* _ASSIGNMENT_
Filter the entries below, keeping only lines with "white".
-*-
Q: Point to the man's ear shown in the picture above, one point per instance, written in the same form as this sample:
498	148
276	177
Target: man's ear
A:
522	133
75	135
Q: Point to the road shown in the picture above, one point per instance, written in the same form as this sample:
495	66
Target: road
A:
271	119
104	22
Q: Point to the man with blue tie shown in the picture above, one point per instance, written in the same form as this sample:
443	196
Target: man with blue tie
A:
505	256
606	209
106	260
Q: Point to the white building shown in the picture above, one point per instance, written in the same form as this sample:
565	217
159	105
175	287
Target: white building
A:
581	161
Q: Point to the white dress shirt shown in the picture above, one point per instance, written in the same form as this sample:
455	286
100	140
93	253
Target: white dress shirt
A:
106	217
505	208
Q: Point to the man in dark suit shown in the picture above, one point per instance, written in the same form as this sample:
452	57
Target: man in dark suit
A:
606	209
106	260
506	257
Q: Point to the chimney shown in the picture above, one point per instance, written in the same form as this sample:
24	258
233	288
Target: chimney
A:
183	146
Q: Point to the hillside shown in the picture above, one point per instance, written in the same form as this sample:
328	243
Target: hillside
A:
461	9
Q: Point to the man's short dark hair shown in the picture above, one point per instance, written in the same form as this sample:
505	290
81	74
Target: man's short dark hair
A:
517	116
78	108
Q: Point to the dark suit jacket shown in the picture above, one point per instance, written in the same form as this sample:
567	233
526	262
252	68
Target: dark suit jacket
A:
-*-
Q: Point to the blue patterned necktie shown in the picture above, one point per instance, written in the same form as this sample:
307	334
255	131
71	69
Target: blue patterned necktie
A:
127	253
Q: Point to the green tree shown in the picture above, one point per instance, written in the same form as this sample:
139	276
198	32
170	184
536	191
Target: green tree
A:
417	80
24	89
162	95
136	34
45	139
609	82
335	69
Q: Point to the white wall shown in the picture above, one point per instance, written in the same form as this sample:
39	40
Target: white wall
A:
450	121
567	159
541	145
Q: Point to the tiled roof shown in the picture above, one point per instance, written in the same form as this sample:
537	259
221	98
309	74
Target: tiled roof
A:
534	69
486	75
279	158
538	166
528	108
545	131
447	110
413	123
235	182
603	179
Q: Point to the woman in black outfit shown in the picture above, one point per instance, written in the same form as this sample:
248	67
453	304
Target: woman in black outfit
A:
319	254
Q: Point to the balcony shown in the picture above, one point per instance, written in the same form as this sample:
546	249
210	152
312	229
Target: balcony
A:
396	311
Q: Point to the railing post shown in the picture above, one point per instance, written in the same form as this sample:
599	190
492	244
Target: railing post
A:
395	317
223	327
-*-
* _SOLUTION BELOW_
Q: Point to the white building shown in the picture above, one point per instance, written in the same form as this sample:
Target: white building
Q: Point to the white dress shirt shown in the picture above, one point per instance, written in the same form as this sample:
Target: white dress shirt
Q: Point to the white wall shown in the picture above, one point per instance, written in the same form as this sample:
Target: white wall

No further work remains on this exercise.